## DATASET ENTRIES
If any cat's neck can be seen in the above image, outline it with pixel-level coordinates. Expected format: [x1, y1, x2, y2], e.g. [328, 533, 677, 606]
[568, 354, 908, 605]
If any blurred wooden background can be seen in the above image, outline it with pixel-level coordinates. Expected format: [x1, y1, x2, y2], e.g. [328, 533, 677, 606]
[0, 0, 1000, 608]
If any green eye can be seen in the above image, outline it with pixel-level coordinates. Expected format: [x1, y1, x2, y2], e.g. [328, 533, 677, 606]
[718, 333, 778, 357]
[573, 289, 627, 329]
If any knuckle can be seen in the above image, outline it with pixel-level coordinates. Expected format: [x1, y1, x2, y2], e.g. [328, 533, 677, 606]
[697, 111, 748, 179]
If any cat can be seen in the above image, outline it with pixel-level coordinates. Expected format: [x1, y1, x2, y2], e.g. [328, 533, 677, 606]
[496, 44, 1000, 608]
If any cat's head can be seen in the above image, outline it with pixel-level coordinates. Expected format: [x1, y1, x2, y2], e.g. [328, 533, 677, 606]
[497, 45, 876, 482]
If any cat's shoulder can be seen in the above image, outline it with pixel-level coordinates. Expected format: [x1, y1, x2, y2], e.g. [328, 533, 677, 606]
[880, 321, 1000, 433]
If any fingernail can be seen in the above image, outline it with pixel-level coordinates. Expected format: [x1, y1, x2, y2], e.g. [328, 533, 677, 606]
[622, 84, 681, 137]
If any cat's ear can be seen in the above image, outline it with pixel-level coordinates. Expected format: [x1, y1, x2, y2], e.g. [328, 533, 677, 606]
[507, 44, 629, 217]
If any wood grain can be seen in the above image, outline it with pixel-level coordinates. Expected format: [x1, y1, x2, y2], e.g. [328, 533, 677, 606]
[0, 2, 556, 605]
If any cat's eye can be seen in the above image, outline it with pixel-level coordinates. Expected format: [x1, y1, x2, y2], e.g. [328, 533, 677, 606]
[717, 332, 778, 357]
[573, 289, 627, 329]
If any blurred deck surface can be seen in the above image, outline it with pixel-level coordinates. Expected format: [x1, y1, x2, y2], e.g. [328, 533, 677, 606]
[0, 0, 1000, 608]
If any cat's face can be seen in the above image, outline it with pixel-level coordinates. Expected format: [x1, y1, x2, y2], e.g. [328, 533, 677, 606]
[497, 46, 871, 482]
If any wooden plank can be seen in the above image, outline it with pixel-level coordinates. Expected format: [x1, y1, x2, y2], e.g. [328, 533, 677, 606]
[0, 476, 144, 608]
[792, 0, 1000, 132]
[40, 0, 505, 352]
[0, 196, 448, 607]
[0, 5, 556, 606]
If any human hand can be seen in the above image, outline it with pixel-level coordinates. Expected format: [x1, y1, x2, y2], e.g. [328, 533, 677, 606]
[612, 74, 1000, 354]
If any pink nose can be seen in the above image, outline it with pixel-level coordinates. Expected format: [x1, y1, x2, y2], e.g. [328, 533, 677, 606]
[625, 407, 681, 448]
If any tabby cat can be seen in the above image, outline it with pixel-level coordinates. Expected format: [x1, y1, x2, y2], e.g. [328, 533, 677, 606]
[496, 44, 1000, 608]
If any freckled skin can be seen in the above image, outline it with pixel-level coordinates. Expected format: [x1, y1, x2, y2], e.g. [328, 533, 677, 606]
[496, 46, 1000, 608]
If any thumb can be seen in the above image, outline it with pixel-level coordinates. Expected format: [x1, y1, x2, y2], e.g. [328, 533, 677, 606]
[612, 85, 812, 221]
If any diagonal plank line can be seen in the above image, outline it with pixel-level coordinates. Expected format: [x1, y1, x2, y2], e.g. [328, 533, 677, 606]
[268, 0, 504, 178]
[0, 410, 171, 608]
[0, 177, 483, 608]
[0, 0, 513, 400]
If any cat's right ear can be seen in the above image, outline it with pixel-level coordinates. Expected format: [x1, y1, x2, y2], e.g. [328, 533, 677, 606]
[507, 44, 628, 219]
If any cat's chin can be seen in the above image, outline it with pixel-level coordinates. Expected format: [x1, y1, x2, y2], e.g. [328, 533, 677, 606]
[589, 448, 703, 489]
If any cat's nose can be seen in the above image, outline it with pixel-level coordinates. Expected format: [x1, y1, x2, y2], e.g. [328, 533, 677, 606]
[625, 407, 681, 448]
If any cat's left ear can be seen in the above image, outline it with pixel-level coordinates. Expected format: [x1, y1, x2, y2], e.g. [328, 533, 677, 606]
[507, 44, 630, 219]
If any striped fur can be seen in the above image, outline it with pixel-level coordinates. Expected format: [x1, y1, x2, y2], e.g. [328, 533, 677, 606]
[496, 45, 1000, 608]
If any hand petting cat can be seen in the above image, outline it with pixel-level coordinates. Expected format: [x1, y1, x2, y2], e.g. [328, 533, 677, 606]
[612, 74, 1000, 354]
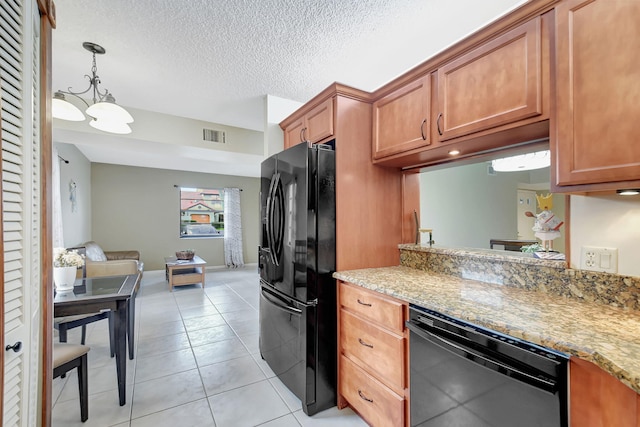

## OBJECTIVE
Lay out every line of the rows above as a numbered list, skipping any blank lines. Leave the pictures out of the answer.

## RESULT FOR THIS TASK
1. If any cat's neck can be seen in the above image, outline it with pixel-level coordinates. Expected format: [x1, y1, x2, y2], e.g. [328, 533, 677, 606]
2. [568, 354, 908, 605]
3. If any blurred wooden background can be seen in the above image, outline it with pixel-level coordinates. Expected format: [x1, y1, x2, y2], e.g. [328, 533, 677, 606]
4. [0, 0, 1000, 608]
5. If any green eye can be seen in the above image, outline it with pixel-level coordinates. Expected format: [x1, y1, x2, y2], e.g. [328, 533, 677, 606]
6. [718, 333, 778, 357]
7. [573, 289, 627, 329]
8. If any knuckle can be seen in the above image, outline it with pixel-level coordinates. Expected format: [x1, y1, x2, y2], e.g. [328, 533, 677, 606]
9. [697, 111, 748, 179]
10. If any cat can be seen in the above image, outline it with pixel-level coordinates. Expected format: [x1, y1, x2, y2], e.g. [328, 533, 677, 606]
11. [496, 44, 1000, 608]
12. If any cat's head can be seen in the above image, outline it with pixel-level coordinates. Expected format: [x1, y1, x2, y2], e.g. [328, 533, 677, 606]
13. [497, 45, 876, 482]
14. If any cat's shoulder can be seen in the above image, outline it with pixel-level coordinates. Expected format: [x1, y1, x2, y2], e.g. [328, 533, 677, 606]
15. [880, 321, 1000, 433]
16. If any fingernail can be seen in the above image, outline it with pixel-level coordinates. Expected format: [x1, y1, x2, y2], e.g. [328, 533, 677, 606]
17. [622, 84, 681, 137]
18. If any cat's ear can be seen in the above image, outline it with pixel-level coordinates. Expected format: [x1, y1, x2, y2], e.g. [328, 533, 677, 606]
19. [507, 44, 629, 217]
20. If any wood grain can be seen in the above image, outline it with pixel-level coordinates. Expected format: [x1, y1, x2, y2], e.g. [328, 533, 677, 606]
21. [0, 2, 556, 605]
22. If any cat's eye can be seen in the above image, outline it with pixel-level coordinates. Expected format: [x1, y1, x2, y2], e.g. [328, 533, 677, 606]
23. [717, 332, 778, 357]
24. [573, 289, 627, 329]
25. If any blurred deck surface can be seen in the above image, outline it with pixel-level coordinates. Expected format: [x1, y1, x2, y2], e.g. [328, 533, 677, 606]
26. [0, 0, 1000, 608]
27. If any cat's face can be seen in the above image, outline it with pixel-level coordinates. Expected format: [x1, y1, x2, y2], e.g. [328, 533, 677, 606]
28. [497, 46, 871, 482]
29. If any wooden plank can be seen in the above image, outline it with pixel-level coordinates. Expected format: [x1, y1, x2, y2], e.g. [328, 533, 677, 606]
30. [0, 476, 144, 608]
31. [792, 0, 1000, 132]
32. [40, 0, 505, 352]
33. [0, 196, 448, 607]
34. [0, 5, 556, 606]
35. If any human hand can be seen in the above image, outline it with pixel-level coordinates. Expected format: [x1, y1, x2, y2], e.g. [328, 533, 677, 606]
36. [612, 74, 1000, 354]
37. If any pink nose can be seen in the above image, outline it with pixel-level coordinates. Expected format: [x1, y1, x2, y2], e.g. [328, 533, 677, 606]
38. [625, 407, 681, 448]
39. If any tabby cat can be seen in the above image, outline it with pixel-level coordinates. Expected format: [x1, y1, x2, y2], e.g. [328, 533, 677, 606]
40. [496, 44, 1000, 608]
41. If any freckled skin can be seen in the above image, outline it with pixel-level coordinates. Expected format: [x1, y1, x2, y2], e.g. [328, 533, 677, 606]
42. [496, 46, 1000, 608]
43. If any thumb can be seen in the above image, outline it with pixel-level coordinates. Expected format: [x1, y1, x2, y2], e.g. [328, 533, 677, 606]
44. [612, 85, 812, 221]
45. If any diagonal plank line can be seen in the above image, outline it with pixel-level coordinates. Expected format: [x1, y1, x2, y2], e.g. [328, 533, 677, 606]
46. [268, 0, 504, 178]
47. [0, 410, 171, 608]
48. [0, 177, 483, 608]
49. [0, 0, 513, 400]
50. If any cat's right ear can be seen in the above image, outline it with pixel-level coordinates. Expected format: [x1, y1, x2, y2], e.g. [328, 533, 677, 606]
51. [507, 44, 628, 219]
52. If any cat's chin can be seen in the above image, outline it with pixel-level coordinates. Expected format: [x1, y1, x2, y2], e.g. [328, 533, 677, 606]
53. [589, 448, 703, 489]
54. If any cat's nose can be seen in the above image, outline it with pixel-level coordinates. Expected format: [x1, y1, x2, y2], e.g. [328, 533, 677, 606]
55. [625, 407, 681, 448]
56. If any cat's left ear can be seen in the above image, outline it with pixel-level coordinates. Expected format: [x1, y1, x2, y2], e.g. [328, 533, 677, 606]
57. [507, 44, 630, 219]
58. If any striped fur can be seen in the above image, outline it with pixel-level coordinates. Expected format: [x1, y1, x2, y2], e.g. [328, 533, 677, 606]
59. [496, 45, 1000, 608]
60. If any hand petting cat can be seen in the above image, outline it with pixel-level coordinates. Expected format: [x1, y1, x2, y2], e.g. [328, 533, 677, 606]
61. [612, 74, 1000, 354]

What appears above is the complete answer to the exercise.